All lines from the one with "Practice: locate the white" onward, through the last line of the records below, are to be retyped word for word.

++++ Records shown ++++

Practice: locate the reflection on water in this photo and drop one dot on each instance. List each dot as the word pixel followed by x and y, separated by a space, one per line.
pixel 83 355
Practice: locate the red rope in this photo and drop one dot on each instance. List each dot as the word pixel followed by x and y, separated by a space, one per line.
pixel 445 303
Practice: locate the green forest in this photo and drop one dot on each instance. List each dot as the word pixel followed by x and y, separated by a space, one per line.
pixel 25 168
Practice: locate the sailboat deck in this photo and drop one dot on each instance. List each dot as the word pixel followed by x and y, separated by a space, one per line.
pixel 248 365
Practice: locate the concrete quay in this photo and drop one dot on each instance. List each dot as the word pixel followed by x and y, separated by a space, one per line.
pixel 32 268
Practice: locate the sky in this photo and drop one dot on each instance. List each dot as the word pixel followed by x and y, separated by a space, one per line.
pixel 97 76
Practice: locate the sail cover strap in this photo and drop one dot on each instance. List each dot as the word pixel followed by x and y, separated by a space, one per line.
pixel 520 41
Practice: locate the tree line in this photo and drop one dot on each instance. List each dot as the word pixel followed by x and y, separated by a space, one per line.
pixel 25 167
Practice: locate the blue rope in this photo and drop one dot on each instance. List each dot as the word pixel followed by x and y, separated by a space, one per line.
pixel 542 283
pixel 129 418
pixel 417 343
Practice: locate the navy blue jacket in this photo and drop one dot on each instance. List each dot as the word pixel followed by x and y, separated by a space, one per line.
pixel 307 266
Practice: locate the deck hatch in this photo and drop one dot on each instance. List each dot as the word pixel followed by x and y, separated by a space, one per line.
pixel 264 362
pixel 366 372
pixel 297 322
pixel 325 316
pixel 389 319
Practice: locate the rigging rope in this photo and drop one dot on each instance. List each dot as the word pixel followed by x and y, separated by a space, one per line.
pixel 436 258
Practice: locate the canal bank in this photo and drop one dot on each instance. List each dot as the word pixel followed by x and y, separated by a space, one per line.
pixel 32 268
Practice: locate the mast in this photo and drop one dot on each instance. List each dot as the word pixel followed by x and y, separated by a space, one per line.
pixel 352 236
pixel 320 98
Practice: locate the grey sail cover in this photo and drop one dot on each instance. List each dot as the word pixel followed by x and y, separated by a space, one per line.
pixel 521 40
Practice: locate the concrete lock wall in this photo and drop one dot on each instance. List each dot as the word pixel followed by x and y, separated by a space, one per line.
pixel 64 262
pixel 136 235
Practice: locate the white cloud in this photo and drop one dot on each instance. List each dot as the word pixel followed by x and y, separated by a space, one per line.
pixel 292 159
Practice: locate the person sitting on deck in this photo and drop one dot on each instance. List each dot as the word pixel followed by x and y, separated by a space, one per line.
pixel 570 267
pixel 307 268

++++

> _Exercise answer_
Practice: locate the white cloud in this photo and drop one dot on each instance. List each dot as the word pixel followed by x and y, separated by a space, one per line.
pixel 292 159
Practice: locate the person sitting on deck in this photo and drop one dot on each instance. List each dot as the word pixel followed by x and y, separated by a space, one per line.
pixel 570 267
pixel 307 268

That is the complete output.